§ **Exercise directions**
All entries below are to be returned exactly, with pictures left out.

Natural-language object grounding data:
▬▬▬▬▬▬▬▬▬▬

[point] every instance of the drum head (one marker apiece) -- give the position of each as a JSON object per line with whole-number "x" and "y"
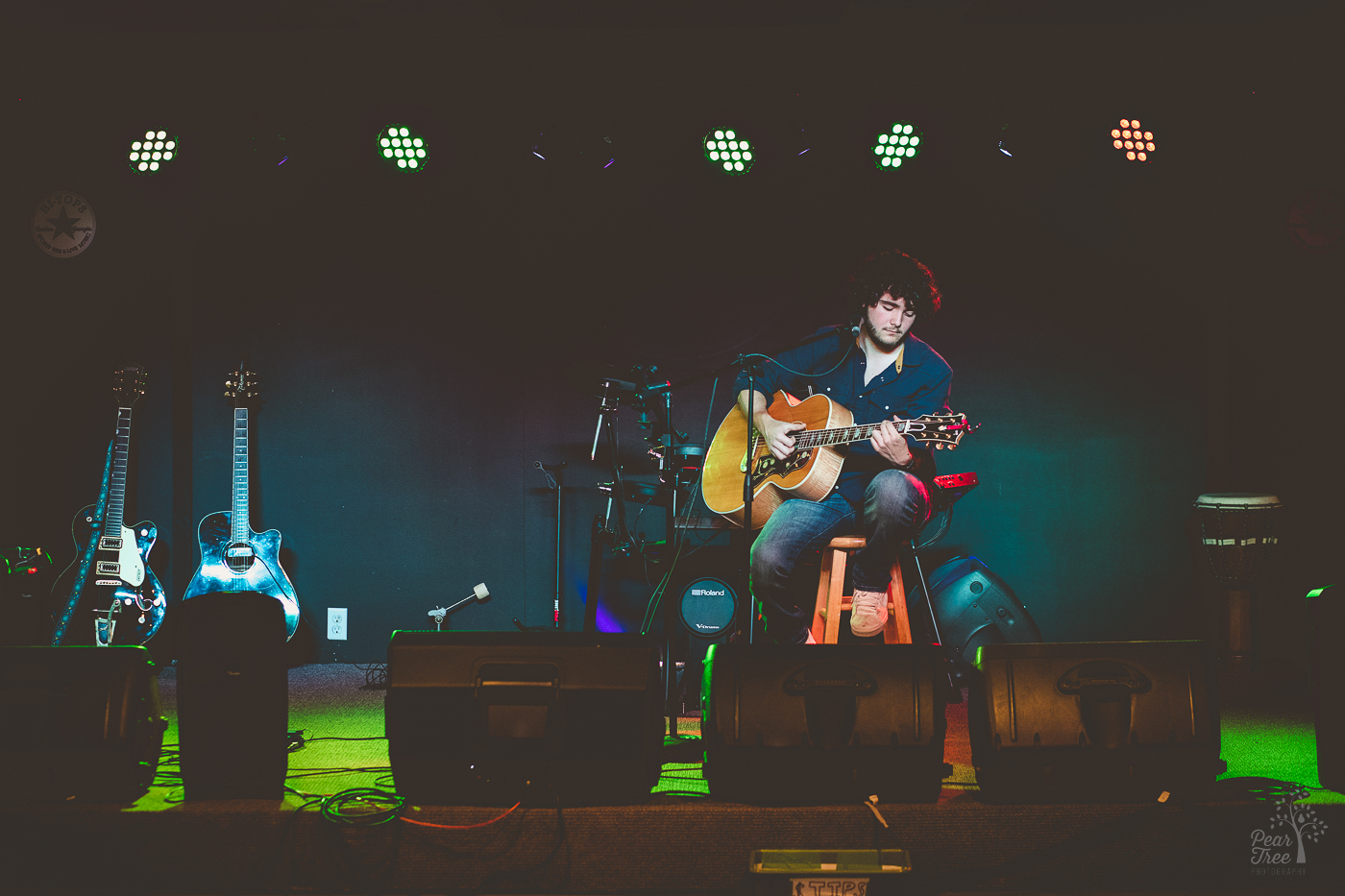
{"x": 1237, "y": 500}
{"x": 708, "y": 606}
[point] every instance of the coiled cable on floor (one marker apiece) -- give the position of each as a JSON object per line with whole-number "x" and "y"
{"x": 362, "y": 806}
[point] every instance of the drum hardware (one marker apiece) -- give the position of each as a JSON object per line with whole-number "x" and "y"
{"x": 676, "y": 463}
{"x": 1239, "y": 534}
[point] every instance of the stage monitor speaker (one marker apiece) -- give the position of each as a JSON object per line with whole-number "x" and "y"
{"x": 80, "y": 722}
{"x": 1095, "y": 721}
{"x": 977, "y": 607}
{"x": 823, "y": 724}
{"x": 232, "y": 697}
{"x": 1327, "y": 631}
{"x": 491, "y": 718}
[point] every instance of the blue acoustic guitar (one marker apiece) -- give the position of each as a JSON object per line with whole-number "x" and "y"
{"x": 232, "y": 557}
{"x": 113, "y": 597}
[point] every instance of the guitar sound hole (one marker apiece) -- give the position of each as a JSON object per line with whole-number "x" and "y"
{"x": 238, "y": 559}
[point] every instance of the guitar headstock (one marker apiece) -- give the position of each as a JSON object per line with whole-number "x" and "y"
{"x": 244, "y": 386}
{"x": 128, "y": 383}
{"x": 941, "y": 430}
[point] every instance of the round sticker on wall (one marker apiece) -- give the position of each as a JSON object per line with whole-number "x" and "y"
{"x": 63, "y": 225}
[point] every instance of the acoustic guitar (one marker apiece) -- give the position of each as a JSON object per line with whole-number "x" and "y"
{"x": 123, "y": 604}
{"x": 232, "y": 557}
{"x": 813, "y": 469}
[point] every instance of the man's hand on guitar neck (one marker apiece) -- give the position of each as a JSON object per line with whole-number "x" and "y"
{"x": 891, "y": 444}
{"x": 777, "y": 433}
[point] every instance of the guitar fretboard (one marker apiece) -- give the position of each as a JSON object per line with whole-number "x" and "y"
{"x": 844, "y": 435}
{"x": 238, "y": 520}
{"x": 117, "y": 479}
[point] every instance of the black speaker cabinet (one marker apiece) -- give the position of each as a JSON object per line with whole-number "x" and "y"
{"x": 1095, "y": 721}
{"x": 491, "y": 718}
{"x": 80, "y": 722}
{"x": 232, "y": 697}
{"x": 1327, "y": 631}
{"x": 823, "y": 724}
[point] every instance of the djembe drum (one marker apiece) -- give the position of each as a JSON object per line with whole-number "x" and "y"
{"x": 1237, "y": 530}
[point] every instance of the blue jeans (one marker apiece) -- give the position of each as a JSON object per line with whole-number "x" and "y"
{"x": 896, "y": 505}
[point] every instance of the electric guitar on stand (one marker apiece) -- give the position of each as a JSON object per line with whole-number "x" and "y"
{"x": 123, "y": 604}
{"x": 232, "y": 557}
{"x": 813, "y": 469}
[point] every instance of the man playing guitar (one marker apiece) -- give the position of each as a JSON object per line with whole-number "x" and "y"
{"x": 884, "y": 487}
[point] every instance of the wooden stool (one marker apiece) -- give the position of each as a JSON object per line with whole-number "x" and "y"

▬▬▬▬▬▬▬▬▬▬

§ **Answer space**
[point] every instance of the drum head (one marker apiece) -- give the position of each as a JSON object per line with whole-number "x" and "y"
{"x": 1237, "y": 500}
{"x": 708, "y": 606}
[point] every instance of the coiled cable on floor (one marker apiece) -- give the position of each as a JSON object per line with whole-number "x" and "y"
{"x": 362, "y": 806}
[point] every instance of the drum hardware (one marker apiece) -- give the position of each as a JSON object per line with whole-number "x" and "y"
{"x": 676, "y": 463}
{"x": 1239, "y": 534}
[point] every instance of the stage monitor speaker (one marker apiece) -- give the position of each as a JSON object per line with whole-number "x" and "y"
{"x": 80, "y": 722}
{"x": 1095, "y": 721}
{"x": 977, "y": 607}
{"x": 823, "y": 724}
{"x": 232, "y": 697}
{"x": 1327, "y": 631}
{"x": 491, "y": 718}
[point] every instance of the blue acoustic guitar (one marker apiece) -- give the position of each as a JSON object per line with whole-number "x" and "y"
{"x": 232, "y": 557}
{"x": 113, "y": 597}
[point] every instance of the guitar sound hole (one marker apiece) -- give the position of each as a JSON object per line with whole-number "x" and "y"
{"x": 238, "y": 559}
[point] every instance of the guitar headstock (one marker apiece) -- give the position of each as a JSON object per line with whole-number "x" and "y"
{"x": 244, "y": 386}
{"x": 128, "y": 383}
{"x": 941, "y": 430}
[point] every instance of the round sticker on wall (one marker apiece) -- give the position of each as a JSON object per line with whole-number "x" and "y"
{"x": 63, "y": 225}
[point] every instance of the acoustic guitar (one marker apiece) -- give the position of each as a JSON object per line with whole-number "x" and "y"
{"x": 123, "y": 604}
{"x": 232, "y": 557}
{"x": 813, "y": 469}
[point] every instance of the man's hand on guitar neck (one marker apiece) -- give the position of each as a JSON object per line with whole-number "x" and "y"
{"x": 891, "y": 444}
{"x": 777, "y": 433}
[point] every instance of the guitar fretboard (one marker apiece) -- give the position of each as a JSON object per line with whole-number "x" and "y"
{"x": 844, "y": 435}
{"x": 238, "y": 520}
{"x": 117, "y": 479}
[point] every instance of the black speaker cabinet (one marker apiece) -- give the position of each as a JSON object per line with whole-number "x" and "y"
{"x": 1095, "y": 721}
{"x": 491, "y": 718}
{"x": 80, "y": 722}
{"x": 232, "y": 697}
{"x": 1327, "y": 631}
{"x": 823, "y": 724}
[point] every instance of the djembe drum (one marker apiece) -- give the position of each as a JSON object per line with whole-number "x" and "y"
{"x": 1237, "y": 530}
[point] every instance of the blue jeans (one marker apiece) -- give the position of each as a JSON object per line with whole-number "x" and "y"
{"x": 896, "y": 505}
[point] every instance of the electric guitar on stand (one marker apiece) -- give the position of each as a JSON object per line with whole-number "x" and "y"
{"x": 123, "y": 604}
{"x": 232, "y": 557}
{"x": 813, "y": 469}
[point] every instance of the man playing guitar (one marker apiece) -- give the position of each as a JSON object per line with whole-number "x" and "y"
{"x": 884, "y": 487}
[point] every instance of the wooden stool (one marker apiece) -- give the position of each as a JSON object per line with whole-number "x" and "y"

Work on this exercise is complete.